» **Text passage**:
•••
BP said Monday its costs for the spill had grown to about $760 million, including containment efforts, drilling a relief well to stop the leak permanently, grants to Gulf states for their response costs, and payment of damage claims. BP said it's too early to calculate other potential costs and liabilities.
Suttles said BP is working with experts from other oil companies and the government to find a solution.
'Everyone is frustrated'
"What I do know is, everyone is frustrated. I think the people of the region are frustrated. I know we are, I know the government is," Suttles said on TODAY. "The fact that it's taken this long is painful to everybody."
At least 6 million gallons of crude have spewed into the Gulf, according to a Coast Guard and BP estimate of how much is coming out, though some scientists say they believe the spill has already surpassed the 11 million-gallon 1989 Exxon Valdez oil spill off Alaska as the worst in U.S. history.
A mile-long tube operating for about a week has siphoned off more than half a million gallons, but it began sucking up oil at a slower rate over the weekend, and even at its best it wasn't capturing all of what is leaking.
The spill's impact on shore now stretches across 150 miles, from Dauphin Island, Ala. to Grand Isle, La.
With oil pushing at least 12 miles into marshes in his state and two major pelican rookeries coated in crude, Louisiana Gov. Bobby Jindal said crews have begun work on a chain of berms made with sandbags, reinforced with containment booms, that would skirt the state's coastline.
"This oil threatens not only our coast and our wetlands, this oil fundamentally threatens our way of life in southeastern Louisiana," he said at Monday's press conference.
On Barataria Bay, some brown pelicans coated in oil could do little more than hobble. Their usually brown and white feathers were jet black, and eggs were glazed with rust-colored gunk.
The birds got spooked when wildlife officials tried to rescue one, and officials were not sure they would try again.
Pelicans are especially vulnerable to oil because they dive into the water to feed. They could eat tainted fish and feed it to their young, or they could die of hypothermia or drown if their feathers become soaked in oil. The birds were removed from the federal endangered species list just six months ago.
Oil has also reached a 1,150-acre oyster ground leased by Belle Chasse, La., fisherman Dave Cvitanovich. He said cleanup crews were stringing lines of absorbent boom along the surrounding marshes, but that still left large clumps of rust-colored oil floating over his oyster beds. Mature oysters might eventually filter out the crude and become fit for sale, but this year's crop of young oysters will perish.
"Those will die in the oil," Cvitanovich said. "It's inevitable."
Due to the oil spill, the U.S. government on Monday declared a "fishery disaster" in Louisiana, Mississippi and Alabama, making them eligible for federal funds, Commerce Secretary Gary Locke said Monday.
"The disaster determination will help ensure that the Federal government is in a position to mobilize the full range of assistance that fishermen and fishing communities may need," Locke said in a statement.
Officials said last week that 264 birds, sea turtles and dolphins had been found dead or stranded on shore that may have been affected by the spill, though Roger Helm, chief of the U.S. Fish and Wildlife Service's contaminants division, said the death toll is certain to rise as the oil moves deeper into the marshes. In contrast, hundreds of thousands of birds, otters and other animals were killed after the Exxon Valdez spill in 1989.
Helm said the biggest reason for the relatively low death toll from the Gulf spill is that until recently, most of the oil remained far out to sea.
"But if the oil does really start fouling up the marshes, you can expect the numbers of oiled birds to go up significantly," he said.
•••
» **Dataset content**:
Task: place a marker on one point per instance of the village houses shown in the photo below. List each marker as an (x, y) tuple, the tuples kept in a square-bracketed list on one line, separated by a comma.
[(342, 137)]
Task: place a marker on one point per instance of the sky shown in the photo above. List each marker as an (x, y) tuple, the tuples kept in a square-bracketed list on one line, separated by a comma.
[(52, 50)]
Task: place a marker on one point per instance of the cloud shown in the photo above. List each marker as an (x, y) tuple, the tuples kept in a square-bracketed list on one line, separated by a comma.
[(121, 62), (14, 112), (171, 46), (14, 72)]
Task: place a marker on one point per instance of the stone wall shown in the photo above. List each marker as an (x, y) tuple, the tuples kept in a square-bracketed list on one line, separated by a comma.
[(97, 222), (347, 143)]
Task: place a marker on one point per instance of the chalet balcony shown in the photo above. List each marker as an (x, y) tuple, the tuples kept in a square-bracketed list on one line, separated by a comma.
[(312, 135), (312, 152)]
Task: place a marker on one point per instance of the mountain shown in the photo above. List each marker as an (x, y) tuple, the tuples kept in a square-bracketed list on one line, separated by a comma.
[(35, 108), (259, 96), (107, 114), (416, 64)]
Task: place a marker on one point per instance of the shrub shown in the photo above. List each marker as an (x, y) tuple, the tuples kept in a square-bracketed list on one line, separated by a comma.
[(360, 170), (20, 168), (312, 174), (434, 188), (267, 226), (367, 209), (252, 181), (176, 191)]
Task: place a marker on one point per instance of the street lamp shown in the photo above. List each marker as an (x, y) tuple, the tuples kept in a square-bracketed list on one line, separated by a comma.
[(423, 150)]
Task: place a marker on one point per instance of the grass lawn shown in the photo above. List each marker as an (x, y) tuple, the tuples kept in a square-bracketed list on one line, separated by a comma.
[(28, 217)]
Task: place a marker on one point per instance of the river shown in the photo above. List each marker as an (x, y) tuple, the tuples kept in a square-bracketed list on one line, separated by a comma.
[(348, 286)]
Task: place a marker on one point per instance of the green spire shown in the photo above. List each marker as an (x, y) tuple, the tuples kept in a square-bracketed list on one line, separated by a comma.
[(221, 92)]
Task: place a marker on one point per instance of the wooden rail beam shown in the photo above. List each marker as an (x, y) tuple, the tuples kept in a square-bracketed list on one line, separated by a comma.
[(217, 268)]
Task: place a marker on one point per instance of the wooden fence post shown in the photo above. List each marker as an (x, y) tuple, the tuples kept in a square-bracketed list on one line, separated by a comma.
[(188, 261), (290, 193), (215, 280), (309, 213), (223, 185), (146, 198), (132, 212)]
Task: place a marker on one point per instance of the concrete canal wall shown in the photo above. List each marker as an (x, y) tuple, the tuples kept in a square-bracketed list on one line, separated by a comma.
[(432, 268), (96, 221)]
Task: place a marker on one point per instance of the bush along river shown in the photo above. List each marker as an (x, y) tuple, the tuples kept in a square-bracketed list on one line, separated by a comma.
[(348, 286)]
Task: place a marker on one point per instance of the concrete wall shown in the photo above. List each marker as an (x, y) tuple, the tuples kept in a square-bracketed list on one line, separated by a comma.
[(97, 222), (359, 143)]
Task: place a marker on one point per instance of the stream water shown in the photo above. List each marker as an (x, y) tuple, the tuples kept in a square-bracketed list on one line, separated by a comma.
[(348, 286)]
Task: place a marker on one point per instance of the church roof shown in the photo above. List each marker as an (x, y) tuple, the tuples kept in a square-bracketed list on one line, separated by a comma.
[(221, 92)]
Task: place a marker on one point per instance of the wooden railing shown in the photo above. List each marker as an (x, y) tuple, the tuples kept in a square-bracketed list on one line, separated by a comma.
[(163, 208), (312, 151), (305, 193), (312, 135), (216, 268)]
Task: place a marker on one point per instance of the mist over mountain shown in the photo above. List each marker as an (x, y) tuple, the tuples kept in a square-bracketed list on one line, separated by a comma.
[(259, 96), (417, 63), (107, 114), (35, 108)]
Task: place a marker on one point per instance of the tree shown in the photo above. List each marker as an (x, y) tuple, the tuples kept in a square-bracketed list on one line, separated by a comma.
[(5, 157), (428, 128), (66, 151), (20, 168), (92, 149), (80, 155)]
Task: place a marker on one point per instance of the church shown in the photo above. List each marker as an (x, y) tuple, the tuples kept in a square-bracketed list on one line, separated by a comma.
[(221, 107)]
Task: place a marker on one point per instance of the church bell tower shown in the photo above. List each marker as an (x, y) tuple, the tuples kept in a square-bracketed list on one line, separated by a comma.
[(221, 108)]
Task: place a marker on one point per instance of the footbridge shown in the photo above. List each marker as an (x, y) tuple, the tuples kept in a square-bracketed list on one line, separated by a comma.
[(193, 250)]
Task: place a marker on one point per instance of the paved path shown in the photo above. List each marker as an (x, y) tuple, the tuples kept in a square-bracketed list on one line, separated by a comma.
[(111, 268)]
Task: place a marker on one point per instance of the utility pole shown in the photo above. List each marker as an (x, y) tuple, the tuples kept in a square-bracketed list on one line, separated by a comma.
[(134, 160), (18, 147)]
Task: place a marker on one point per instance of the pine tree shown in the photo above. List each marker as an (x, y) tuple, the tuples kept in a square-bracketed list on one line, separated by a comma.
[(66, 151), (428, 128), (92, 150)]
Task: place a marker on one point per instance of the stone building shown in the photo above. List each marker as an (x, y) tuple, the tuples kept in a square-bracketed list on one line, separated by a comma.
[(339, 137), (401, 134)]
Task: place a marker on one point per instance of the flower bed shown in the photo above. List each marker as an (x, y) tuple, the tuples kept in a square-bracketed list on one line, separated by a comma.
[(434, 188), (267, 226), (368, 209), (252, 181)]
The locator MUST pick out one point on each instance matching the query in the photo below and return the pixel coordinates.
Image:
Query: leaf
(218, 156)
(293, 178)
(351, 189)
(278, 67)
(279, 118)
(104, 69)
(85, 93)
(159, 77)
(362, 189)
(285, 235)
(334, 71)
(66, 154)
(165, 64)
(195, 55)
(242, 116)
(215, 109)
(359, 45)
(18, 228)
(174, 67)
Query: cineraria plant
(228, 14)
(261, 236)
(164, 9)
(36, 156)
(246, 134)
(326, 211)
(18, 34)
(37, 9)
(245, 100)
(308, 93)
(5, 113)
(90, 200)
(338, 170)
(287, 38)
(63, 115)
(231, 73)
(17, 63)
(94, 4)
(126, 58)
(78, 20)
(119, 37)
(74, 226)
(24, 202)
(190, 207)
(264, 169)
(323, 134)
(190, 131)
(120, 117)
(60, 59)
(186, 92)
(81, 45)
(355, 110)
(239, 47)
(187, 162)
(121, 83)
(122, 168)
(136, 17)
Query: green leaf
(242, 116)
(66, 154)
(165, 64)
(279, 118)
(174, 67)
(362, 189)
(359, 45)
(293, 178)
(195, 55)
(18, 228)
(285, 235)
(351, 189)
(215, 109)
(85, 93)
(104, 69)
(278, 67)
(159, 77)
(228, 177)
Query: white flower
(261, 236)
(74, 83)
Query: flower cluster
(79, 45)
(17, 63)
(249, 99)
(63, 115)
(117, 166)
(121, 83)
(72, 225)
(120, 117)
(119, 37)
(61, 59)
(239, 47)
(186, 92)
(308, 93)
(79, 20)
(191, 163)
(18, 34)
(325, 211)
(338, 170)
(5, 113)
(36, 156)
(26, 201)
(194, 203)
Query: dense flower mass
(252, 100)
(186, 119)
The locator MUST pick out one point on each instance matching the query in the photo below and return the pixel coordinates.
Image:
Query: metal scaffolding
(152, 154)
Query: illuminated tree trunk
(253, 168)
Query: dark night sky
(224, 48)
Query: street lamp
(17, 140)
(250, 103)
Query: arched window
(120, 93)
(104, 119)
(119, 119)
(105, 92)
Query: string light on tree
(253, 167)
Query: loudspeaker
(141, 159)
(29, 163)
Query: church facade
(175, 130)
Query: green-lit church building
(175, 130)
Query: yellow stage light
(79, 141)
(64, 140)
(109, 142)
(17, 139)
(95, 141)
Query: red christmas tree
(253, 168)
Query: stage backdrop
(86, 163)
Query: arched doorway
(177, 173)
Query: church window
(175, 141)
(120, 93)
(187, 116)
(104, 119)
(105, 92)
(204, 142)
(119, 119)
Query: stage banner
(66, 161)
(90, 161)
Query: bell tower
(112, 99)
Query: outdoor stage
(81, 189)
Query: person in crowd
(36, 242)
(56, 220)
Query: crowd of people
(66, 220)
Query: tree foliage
•••
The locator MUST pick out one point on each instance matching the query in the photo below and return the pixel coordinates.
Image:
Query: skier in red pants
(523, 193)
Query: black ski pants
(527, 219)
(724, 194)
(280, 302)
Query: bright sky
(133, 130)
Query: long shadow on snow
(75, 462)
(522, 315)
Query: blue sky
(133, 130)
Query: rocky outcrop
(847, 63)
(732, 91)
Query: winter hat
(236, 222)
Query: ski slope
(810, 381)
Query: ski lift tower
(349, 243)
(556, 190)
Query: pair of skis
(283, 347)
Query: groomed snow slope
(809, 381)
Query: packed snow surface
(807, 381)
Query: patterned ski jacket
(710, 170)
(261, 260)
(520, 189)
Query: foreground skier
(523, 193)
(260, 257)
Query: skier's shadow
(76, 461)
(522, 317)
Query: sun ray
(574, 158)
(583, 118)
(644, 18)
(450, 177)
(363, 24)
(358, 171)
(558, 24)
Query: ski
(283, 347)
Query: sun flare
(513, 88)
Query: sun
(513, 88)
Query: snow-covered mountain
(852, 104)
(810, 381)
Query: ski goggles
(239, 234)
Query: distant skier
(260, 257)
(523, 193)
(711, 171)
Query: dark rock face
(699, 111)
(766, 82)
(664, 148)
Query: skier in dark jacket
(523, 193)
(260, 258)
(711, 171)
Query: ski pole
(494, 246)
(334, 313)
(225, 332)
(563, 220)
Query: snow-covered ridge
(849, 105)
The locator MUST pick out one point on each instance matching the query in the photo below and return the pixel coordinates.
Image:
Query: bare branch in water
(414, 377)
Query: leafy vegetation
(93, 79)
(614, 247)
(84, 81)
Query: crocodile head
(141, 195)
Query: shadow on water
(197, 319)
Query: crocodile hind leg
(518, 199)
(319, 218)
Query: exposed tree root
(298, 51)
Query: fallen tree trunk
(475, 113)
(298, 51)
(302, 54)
•••
» **Exercise**: Retype the passage from the news report on the Gulf oil spill, starting at "With oil pushing" and ending at "Monday's press conference.".

» **The answer**:
With oil pushing at least 12 miles into marshes in his state and two major pelican rookeries coated in crude, Louisiana Gov. Bobby Jindal said crews have begun work on a chain of berms made with sandbags, reinforced with containment booms, that would skirt the state's coastline.
"This oil threatens not only our coast and our wetlands, this oil fundamentally threatens our way of life in southeastern Louisiana," he said at Monday's press conference.